[[ TEXT PROVIDED, beginning ]]

Rios Stafford, who is the first trans person ever elected to office in Arkansas, met with Gov. Asa Hutchinson on March 30 and urged him to veto the state’s ban on best practice health care for trans youth. Hutchinson vetoed the bill on April 5 but was overridden by the state legislature the following day. He did, however, sign two other anti-trans bills into law this session.
During the Velshi segment, Rios Stafford noted that the state’s slate of anti-trans bills targeting trans youth are part of a “well-funded campaign by hate groups … doing it on the basis of junk science and fearmongering.” Media outlets have reported that extreme anti-LGBTQ groups, including Alliance Defending Freedom and the Heritage Foundation, have provided lawmakers across the country with draft legislation, and the Family Research Council advocated for and testified in favor of Arkansas’ ban.
Rios Stafford said, “Republicans were supposed to be the party of small government, and here we've got nine bills in all in our state that are ... reaching in between families and their doctors, they're reaching in between teachers and their students,” adding, “They're reaching into every aspect of life, and collectively they're just trying to make life impossible for trans people in this state, especially trans youth."
Veronica Ivy debunks the misinformation behind the right-wing campaign to villainize trans athletes
Professor Veronica Ivy joined CNN’s Smerconish to contextualize and debunk right-wing misinformation targeting trans athletes. Ivy, who is a two-time masters track cycling world champion, explained that efforts to ban trans athletes from competing in sports that align with their gender identity is “a culture war by the Republicans” and “a proxy war for having lost the bathroom bill fight.”
During the April 10 segment, Ivy explained that trans athletes do not pose a threat to women's sports, noting that though the International Olympic Committee has had trans-inclusive policies since 2003, “We’ve had over 54,000 Olympians, and zero trans athletes ever even qualified.”
Ivy also rebuked the idea that trans athletes should have to compete in a separate category of their own. She explained, “If we want to suggest a nonstarter, separate-but-equal category of trans-only, then I would literally be competing against myself at the world elite level.”
Chase Strangio and Del. Danica Roem explain that anti-trans bills are a dangerous assault on the wellbeing of trans youth
Virginia state Del. Danica Roem and ACLU attorney Chase Strangio, explained on MSNBC’s American Voices with Alicia Menendez how anti-trans bills harm trans youth, a group that already faces disproportionate rates of depression and victimization.
Roem, the first openly trans person to be elected and seated in a U.S. state legislature, said that banning health care for trans youth “is actually going to backfire to a point where you're going to increase suicidal among trans youth in the first place because you're trying to take away this little sliver of hope that they have.” Notably, after Arkansas’ ban on health care for trans youth passed the House, a pediatric doctor in the state reported that there were “multiple kids in our emergency room because of an attempted suicide.”
During the April 11 segment, Strangio noted that the bills are “absolutely a coordinated attack,” including “model bills that were drafted by groups that have spent decades attacking LGBTQ people and have shifted their focus to targeting trans kids.” He added, “What we're seeing now is the most extreme, sweeping, and dangerous assault on trans lives that we've seen in the past several decades,” concluding, “We need to have a national outcry over what we're seeing.”

[[ TEXT PROVIDED, end ]]

_PROBLEM DETAILS_. Copy the passage from the text on anti-trans bills that opens with the words containing "Ivy also rebuked" and closes with "depression and victimization.", renaming "separate category" to "distinct category" throughout.

[[ GIVEN RECORDS, beginning ]]

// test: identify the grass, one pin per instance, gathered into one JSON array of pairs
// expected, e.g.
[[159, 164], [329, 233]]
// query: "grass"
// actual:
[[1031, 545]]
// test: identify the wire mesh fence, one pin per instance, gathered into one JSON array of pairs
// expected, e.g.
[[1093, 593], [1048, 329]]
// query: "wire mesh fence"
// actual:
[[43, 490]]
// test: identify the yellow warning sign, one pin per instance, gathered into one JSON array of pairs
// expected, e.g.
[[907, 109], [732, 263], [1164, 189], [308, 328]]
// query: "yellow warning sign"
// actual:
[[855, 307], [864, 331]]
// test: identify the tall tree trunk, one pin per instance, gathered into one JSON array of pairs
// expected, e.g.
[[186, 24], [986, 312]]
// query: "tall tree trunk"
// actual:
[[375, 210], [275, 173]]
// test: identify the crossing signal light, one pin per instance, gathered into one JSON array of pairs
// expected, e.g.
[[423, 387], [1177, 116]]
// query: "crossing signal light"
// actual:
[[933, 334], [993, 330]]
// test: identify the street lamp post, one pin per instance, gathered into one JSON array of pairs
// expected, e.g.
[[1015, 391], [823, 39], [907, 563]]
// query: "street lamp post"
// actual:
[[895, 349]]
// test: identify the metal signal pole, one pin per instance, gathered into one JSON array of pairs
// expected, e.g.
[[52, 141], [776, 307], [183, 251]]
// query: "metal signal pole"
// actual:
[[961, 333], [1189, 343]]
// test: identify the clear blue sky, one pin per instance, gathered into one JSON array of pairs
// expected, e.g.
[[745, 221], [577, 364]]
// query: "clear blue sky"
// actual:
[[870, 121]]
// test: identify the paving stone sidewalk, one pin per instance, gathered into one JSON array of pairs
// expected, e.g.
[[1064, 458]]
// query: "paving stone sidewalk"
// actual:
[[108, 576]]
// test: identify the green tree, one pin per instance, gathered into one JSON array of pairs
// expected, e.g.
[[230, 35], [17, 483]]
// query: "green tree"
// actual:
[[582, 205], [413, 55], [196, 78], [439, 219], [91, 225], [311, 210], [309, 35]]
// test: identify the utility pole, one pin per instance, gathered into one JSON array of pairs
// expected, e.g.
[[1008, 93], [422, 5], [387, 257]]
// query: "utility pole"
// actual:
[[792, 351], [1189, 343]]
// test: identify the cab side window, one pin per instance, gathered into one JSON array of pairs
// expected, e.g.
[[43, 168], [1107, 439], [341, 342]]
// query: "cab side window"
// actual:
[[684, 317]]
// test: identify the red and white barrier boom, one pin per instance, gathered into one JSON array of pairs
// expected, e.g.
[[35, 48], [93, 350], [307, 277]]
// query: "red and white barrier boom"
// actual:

[[ GIVEN RECORDS, end ]]

_ANSWER FOR THE TASK_.
Ivy also rebuked the idea that trans athletes should have to compete in a distinct category of their own. She explained, “If we want to suggest a nonstarter, separate-but-equal category of trans-only, then I would literally be competing against myself at the world elite level.”
Chase Strangio and Del. Danica Roem explain that anti-trans bills are a dangerous assault on the wellbeing of trans youth
Virginia state Del. Danica Roem and ACLU attorney Chase Strangio, explained on MSNBC’s American Voices with Alicia Menendez how anti-trans bills harm trans youth, a group that already faces disproportionate rates of depression and victimization.